— SET TASK —
Copy out word for word everything from the line containing "Where is the light tile floor in it?" down to the end of the entries.

━━ DATA FOR THIS EXERCISE ━━

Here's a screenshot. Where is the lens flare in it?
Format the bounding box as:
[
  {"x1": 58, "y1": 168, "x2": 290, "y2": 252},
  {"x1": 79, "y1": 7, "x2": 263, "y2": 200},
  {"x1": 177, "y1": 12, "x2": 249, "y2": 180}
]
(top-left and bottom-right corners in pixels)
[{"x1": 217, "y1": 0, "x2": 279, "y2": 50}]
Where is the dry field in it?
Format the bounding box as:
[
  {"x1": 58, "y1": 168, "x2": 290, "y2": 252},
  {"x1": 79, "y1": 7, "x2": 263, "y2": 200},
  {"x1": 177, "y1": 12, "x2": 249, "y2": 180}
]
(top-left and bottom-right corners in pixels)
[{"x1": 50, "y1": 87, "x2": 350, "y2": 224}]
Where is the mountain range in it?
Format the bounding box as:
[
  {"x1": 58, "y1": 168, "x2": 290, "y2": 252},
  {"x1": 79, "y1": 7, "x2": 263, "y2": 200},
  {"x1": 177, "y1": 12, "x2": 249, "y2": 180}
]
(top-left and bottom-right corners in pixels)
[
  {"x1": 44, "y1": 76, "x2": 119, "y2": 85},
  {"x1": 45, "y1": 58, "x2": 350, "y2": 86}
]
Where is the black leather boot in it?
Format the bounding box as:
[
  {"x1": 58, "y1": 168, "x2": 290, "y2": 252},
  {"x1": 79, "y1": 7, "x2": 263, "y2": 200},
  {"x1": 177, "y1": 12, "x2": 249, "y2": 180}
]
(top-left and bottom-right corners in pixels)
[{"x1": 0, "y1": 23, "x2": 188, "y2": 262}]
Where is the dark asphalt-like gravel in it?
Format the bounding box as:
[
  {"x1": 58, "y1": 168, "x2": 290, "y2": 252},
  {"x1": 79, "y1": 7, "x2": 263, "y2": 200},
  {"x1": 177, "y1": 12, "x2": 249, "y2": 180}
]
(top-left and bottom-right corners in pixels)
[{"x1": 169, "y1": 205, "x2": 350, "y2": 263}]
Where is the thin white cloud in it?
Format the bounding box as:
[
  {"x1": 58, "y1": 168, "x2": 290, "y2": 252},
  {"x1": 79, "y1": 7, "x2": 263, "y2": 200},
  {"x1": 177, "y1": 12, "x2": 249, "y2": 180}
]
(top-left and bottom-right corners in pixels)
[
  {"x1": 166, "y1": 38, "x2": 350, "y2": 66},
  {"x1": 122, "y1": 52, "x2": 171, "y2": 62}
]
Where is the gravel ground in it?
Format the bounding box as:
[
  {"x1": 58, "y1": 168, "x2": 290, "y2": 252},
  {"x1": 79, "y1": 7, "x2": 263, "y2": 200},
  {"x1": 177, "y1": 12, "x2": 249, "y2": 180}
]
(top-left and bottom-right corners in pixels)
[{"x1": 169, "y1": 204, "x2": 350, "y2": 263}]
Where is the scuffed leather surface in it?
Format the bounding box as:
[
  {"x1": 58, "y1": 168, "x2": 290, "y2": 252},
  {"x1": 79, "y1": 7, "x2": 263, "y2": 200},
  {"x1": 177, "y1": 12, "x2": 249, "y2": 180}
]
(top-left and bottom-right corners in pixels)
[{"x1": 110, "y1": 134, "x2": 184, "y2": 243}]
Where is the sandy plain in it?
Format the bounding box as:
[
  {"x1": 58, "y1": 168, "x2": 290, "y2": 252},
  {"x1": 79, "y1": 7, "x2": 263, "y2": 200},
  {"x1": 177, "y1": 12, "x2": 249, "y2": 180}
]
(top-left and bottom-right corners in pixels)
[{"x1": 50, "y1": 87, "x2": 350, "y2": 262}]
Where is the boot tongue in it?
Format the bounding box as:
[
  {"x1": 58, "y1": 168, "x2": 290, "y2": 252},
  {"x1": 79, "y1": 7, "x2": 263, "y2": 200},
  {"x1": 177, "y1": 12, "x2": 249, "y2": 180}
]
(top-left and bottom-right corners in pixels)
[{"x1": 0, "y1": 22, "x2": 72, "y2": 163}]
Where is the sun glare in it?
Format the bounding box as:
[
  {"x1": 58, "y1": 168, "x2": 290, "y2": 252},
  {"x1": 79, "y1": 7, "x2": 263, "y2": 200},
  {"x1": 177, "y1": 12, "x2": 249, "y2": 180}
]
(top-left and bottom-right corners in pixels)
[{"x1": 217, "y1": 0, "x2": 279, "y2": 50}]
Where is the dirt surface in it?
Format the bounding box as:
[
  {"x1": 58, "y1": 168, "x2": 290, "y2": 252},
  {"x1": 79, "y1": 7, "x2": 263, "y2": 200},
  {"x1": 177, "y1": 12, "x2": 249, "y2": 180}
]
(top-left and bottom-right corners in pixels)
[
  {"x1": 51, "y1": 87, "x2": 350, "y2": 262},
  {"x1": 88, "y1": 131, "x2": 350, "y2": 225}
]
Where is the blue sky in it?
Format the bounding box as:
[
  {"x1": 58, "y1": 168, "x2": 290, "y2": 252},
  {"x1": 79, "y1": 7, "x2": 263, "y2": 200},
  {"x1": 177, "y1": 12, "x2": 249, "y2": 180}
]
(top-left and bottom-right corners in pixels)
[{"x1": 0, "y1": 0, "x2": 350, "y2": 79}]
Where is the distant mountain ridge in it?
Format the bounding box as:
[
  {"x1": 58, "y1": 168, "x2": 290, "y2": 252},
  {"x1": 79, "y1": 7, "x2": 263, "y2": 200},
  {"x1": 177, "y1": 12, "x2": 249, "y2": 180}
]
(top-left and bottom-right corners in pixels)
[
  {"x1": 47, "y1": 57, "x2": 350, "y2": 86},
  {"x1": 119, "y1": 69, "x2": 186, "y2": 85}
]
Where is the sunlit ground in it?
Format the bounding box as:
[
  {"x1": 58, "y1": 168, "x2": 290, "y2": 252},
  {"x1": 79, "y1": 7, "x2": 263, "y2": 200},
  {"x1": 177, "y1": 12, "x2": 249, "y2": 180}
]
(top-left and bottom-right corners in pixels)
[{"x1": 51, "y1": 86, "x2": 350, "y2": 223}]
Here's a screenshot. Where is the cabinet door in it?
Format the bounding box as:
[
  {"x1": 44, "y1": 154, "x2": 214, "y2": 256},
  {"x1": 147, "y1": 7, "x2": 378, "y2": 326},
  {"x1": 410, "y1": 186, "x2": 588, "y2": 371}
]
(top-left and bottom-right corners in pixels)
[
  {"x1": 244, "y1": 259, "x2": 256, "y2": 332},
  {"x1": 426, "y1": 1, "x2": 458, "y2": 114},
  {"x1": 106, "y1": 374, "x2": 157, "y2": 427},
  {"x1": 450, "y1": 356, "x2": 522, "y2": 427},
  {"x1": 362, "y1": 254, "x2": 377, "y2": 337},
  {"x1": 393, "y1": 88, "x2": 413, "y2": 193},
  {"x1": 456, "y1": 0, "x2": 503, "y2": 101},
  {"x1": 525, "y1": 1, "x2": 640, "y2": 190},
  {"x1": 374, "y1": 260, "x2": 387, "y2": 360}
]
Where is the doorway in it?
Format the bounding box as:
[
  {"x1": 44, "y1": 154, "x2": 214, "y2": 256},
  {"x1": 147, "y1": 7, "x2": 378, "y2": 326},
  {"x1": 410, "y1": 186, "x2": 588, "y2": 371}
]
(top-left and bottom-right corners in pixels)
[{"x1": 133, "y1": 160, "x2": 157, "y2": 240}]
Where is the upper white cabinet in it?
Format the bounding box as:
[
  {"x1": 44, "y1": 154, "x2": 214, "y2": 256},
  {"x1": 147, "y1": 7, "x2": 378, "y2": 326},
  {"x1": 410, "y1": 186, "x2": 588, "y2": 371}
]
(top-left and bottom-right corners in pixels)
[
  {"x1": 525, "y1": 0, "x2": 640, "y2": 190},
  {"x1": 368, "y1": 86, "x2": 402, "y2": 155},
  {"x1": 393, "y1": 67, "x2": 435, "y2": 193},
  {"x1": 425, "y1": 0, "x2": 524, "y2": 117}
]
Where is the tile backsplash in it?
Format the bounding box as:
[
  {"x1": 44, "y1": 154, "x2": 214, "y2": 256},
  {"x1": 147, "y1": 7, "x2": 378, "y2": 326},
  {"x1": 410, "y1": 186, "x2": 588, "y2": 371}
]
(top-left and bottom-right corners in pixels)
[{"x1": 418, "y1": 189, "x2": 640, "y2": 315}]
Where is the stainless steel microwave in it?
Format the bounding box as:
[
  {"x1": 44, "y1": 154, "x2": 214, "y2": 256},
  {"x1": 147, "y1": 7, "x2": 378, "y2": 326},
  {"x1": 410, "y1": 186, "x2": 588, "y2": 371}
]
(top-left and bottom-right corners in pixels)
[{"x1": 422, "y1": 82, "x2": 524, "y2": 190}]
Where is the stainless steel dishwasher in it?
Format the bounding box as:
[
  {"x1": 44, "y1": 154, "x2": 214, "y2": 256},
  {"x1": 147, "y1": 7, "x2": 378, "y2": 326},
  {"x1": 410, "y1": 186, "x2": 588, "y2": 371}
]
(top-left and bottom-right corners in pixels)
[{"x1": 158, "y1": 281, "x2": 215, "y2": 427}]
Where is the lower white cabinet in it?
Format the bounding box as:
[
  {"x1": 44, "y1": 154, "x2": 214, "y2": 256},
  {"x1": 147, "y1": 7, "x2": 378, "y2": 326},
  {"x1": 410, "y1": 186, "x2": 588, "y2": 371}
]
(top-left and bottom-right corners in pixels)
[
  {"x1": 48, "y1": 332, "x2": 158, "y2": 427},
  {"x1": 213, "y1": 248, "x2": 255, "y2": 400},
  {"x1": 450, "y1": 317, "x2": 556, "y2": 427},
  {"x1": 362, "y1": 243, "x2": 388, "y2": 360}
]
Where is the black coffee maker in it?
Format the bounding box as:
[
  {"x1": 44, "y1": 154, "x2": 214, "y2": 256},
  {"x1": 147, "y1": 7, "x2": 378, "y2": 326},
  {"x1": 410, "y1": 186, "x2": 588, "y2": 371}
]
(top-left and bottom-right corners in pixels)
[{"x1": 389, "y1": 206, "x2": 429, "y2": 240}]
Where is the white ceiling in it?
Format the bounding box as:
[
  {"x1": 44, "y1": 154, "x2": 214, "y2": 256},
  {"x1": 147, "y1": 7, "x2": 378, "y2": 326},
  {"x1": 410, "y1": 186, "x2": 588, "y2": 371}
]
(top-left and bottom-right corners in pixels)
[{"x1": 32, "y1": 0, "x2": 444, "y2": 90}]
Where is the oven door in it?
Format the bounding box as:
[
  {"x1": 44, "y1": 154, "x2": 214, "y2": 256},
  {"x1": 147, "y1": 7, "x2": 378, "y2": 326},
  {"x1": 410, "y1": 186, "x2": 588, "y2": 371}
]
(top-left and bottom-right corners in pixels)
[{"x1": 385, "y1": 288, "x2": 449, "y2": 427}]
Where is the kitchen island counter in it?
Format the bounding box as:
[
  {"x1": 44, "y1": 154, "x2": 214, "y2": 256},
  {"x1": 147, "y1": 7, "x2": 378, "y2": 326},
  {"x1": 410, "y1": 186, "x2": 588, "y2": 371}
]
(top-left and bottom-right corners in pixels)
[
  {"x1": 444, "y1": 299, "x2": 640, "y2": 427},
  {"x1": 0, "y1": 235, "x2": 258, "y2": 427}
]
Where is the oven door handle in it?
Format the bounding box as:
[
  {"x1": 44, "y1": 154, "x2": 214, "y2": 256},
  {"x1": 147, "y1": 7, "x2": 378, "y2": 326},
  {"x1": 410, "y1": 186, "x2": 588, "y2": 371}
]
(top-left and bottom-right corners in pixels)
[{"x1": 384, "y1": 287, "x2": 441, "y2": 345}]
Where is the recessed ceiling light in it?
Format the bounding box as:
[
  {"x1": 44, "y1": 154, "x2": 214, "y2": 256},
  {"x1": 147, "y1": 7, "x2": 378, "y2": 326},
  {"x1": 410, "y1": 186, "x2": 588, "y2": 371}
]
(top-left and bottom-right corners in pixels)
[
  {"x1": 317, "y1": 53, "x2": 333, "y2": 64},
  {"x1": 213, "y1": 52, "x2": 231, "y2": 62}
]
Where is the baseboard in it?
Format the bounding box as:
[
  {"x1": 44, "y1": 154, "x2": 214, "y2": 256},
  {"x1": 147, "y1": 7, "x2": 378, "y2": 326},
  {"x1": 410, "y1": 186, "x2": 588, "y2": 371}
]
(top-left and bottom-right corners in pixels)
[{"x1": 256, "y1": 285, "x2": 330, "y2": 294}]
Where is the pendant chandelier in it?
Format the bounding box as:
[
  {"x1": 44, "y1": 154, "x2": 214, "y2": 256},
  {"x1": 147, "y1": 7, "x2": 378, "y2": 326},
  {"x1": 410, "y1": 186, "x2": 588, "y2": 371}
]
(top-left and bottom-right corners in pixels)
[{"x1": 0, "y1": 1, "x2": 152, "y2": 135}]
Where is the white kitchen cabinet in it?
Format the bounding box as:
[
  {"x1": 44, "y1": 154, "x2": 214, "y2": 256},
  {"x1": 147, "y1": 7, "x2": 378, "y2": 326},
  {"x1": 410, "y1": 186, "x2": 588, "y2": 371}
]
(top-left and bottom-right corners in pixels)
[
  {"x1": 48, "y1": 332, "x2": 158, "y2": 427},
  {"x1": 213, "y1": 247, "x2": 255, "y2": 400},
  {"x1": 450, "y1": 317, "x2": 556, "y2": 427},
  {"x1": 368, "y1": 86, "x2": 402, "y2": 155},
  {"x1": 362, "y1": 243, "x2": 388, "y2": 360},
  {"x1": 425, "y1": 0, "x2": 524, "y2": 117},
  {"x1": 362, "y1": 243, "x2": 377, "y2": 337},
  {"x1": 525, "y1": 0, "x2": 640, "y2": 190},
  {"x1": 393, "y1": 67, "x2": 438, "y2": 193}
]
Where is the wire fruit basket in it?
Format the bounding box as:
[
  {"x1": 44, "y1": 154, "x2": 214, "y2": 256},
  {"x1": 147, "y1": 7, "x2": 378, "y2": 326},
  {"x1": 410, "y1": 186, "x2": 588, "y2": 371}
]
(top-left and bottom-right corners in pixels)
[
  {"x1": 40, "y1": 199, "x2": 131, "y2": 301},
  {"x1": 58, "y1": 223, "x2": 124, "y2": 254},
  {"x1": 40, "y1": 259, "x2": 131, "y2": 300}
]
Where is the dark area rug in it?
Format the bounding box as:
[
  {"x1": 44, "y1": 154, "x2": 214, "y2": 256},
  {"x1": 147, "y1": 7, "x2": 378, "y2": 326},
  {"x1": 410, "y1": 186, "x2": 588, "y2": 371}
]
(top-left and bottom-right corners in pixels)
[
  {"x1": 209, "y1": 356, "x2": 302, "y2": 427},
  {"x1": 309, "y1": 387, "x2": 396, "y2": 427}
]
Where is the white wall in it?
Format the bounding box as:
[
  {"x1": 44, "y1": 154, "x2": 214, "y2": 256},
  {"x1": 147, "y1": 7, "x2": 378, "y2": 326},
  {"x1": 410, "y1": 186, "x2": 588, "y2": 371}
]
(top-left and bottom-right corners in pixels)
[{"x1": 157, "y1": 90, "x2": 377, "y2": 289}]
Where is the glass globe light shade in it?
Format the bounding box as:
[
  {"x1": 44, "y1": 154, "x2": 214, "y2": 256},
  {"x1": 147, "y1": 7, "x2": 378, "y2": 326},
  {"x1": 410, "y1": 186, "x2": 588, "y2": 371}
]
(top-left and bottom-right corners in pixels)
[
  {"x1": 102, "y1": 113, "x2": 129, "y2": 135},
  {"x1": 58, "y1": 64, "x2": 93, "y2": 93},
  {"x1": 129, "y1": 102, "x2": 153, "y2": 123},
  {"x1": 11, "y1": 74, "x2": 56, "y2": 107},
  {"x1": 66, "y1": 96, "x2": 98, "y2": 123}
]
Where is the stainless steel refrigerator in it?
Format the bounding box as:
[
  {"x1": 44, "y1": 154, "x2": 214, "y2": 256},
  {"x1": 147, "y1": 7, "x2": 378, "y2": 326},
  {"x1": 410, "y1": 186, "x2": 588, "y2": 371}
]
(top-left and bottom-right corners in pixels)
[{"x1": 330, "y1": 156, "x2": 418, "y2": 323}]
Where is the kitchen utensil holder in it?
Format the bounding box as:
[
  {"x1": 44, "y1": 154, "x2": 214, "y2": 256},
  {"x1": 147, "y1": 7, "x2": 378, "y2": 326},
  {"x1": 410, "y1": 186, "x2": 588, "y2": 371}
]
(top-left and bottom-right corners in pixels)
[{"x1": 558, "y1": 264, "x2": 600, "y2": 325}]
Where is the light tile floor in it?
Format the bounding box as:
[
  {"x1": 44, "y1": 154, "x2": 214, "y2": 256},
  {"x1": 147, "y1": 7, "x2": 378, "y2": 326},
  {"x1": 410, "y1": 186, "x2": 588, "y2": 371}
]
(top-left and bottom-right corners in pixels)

━━━

— COMPLETE OUTPUT —
Where is the light tile floor in it?
Format the bounding box as:
[
  {"x1": 44, "y1": 154, "x2": 214, "y2": 256},
  {"x1": 147, "y1": 7, "x2": 378, "y2": 326},
  {"x1": 410, "y1": 186, "x2": 588, "y2": 371}
]
(top-left and bottom-right corners in pixels)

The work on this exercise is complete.